-------- Data for review

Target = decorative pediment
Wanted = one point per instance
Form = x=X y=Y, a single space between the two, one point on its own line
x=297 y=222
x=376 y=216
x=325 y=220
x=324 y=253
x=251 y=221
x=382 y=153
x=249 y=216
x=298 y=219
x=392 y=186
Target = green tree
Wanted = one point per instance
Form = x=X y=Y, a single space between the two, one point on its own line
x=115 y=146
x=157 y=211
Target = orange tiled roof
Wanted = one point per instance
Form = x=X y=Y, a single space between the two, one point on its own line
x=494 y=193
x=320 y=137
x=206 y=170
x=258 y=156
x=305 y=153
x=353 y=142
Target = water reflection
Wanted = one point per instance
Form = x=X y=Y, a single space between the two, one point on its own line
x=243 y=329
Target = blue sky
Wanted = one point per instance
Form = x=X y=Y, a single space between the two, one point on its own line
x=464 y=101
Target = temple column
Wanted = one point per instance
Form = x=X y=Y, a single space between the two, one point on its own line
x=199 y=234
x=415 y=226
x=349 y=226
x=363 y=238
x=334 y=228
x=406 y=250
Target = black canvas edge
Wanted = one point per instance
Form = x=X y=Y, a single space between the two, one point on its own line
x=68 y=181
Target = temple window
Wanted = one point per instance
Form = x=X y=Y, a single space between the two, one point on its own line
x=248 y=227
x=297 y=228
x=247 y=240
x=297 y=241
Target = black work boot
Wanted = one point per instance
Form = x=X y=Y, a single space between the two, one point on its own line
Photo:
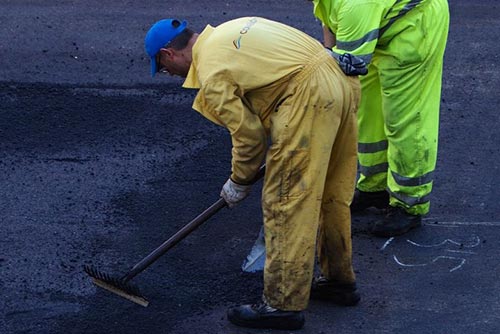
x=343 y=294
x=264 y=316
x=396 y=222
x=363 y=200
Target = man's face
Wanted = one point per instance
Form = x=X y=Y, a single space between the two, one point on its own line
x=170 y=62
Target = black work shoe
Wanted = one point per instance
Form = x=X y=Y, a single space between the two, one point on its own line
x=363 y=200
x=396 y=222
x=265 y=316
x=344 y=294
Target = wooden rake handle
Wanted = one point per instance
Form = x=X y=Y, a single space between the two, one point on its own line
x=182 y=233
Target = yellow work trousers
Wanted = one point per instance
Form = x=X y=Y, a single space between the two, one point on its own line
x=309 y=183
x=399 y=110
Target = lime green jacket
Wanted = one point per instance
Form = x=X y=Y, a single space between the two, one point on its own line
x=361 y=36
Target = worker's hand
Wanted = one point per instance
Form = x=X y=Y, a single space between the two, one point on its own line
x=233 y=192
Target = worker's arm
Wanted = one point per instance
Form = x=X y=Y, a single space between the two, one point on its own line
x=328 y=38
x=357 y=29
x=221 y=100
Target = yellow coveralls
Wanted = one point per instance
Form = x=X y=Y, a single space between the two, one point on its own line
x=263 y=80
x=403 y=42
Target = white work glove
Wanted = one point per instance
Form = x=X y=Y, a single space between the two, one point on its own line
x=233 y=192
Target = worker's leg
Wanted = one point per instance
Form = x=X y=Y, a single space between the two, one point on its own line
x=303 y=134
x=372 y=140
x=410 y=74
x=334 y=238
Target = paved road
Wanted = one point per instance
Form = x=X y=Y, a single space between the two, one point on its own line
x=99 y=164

----------------
-------- Data for review

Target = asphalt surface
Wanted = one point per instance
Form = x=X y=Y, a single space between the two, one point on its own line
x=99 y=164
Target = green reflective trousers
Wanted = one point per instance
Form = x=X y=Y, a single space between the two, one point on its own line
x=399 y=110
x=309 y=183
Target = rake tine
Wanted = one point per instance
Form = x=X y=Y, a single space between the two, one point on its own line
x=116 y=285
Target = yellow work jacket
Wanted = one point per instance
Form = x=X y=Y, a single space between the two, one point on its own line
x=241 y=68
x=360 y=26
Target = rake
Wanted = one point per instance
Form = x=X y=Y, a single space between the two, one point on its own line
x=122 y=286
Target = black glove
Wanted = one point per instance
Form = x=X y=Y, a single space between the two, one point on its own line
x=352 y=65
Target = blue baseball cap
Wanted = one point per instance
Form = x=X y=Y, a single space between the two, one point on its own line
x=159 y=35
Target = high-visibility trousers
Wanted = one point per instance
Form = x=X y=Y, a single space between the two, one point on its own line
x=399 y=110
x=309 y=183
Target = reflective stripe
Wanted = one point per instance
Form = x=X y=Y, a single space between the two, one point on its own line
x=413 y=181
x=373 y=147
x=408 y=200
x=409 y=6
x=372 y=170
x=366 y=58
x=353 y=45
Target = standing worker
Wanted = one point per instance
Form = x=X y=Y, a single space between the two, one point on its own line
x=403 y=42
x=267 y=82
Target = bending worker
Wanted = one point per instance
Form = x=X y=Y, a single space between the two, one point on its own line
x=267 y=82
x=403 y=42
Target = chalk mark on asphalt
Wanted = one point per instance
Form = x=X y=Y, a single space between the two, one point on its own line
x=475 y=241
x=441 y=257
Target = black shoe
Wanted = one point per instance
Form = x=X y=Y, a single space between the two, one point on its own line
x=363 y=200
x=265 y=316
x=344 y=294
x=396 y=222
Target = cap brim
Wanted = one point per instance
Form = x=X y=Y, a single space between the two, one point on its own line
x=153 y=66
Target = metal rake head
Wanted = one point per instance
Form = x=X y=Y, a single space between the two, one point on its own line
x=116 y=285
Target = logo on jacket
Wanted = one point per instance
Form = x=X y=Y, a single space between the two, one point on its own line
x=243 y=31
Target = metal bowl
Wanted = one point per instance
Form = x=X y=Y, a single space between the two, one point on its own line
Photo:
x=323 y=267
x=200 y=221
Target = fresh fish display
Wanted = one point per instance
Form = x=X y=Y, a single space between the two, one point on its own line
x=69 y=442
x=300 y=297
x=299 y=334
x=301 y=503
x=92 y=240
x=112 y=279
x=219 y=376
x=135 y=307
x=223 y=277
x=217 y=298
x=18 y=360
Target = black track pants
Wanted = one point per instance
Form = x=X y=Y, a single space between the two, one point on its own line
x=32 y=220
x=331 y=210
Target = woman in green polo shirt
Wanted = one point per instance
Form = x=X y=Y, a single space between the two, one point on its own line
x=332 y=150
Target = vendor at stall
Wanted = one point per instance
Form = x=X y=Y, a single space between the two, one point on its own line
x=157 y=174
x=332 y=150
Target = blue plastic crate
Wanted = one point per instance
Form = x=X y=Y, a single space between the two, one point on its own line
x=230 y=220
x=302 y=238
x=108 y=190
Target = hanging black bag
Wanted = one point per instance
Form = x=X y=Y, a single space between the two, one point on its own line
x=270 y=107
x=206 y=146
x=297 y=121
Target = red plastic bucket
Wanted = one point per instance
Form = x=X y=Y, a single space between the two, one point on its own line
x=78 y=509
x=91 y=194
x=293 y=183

----------------

**What you need to do:** In the lines above, find each one with "plastic" and list it.

**Written response:**
Target = blue plastic crate
Target = red plastic bucket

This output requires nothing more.